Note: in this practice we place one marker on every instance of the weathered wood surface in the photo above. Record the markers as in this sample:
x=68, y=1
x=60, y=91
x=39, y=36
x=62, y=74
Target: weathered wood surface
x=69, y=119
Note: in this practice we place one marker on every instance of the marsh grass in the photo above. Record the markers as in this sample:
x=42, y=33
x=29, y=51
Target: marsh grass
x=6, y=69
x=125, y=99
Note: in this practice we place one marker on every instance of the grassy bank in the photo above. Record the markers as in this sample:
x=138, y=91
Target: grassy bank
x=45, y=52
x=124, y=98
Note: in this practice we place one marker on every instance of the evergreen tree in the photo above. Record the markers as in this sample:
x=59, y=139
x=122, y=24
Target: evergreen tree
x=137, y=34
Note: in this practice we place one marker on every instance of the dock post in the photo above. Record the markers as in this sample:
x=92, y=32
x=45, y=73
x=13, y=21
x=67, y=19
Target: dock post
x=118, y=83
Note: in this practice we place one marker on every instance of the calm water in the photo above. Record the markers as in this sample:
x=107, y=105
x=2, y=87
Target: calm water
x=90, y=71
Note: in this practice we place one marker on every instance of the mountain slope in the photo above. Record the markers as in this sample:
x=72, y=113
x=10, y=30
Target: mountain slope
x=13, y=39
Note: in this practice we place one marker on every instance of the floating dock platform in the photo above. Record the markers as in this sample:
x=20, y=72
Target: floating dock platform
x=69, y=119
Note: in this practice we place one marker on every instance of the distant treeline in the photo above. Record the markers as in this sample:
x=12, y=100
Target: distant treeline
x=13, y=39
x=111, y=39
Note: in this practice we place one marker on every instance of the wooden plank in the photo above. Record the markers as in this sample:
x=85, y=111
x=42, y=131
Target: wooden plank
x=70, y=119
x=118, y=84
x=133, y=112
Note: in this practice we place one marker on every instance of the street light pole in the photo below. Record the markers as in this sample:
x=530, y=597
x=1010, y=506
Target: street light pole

====================

◆ WORK TO DO ◆
Copy the entries from the line containing "of the calm" through the end, changing every "practice" to "exercise" and leaving everything else as it is.

◆ WRITTEN ANSWER ◆
Note: in this exercise we place one marker on every instance of the calm water in the photo above. Record the markers as in this sample:
x=107, y=105
x=2, y=87
Target: calm water
x=90, y=71
Note: in this exercise we place one marker on every instance of the mountain slope in the photo above. Record the markers as in this sample:
x=72, y=113
x=10, y=30
Target: mountain slope
x=13, y=39
Note: in this exercise we place one marker on every instance of the floating dock platform in the photo above. Record the markers as in this sample:
x=20, y=72
Target: floating dock platform
x=69, y=119
Note: in this exercise we place one marker on every instance of the distant treeline in the photo above. Record the markers as in this sample:
x=12, y=100
Target: distant treeline
x=13, y=39
x=111, y=39
Note: in this exercise we place one marker on every instance of the wooden plank in the photo above. Record the markers as in this sample:
x=85, y=111
x=42, y=131
Target: wooden plank
x=70, y=119
x=118, y=84
x=133, y=112
Note: in this exercise we place one marker on every instance of the street light pole in the photo below. Record the markers as in this sample:
x=530, y=597
x=1010, y=506
Target: street light pole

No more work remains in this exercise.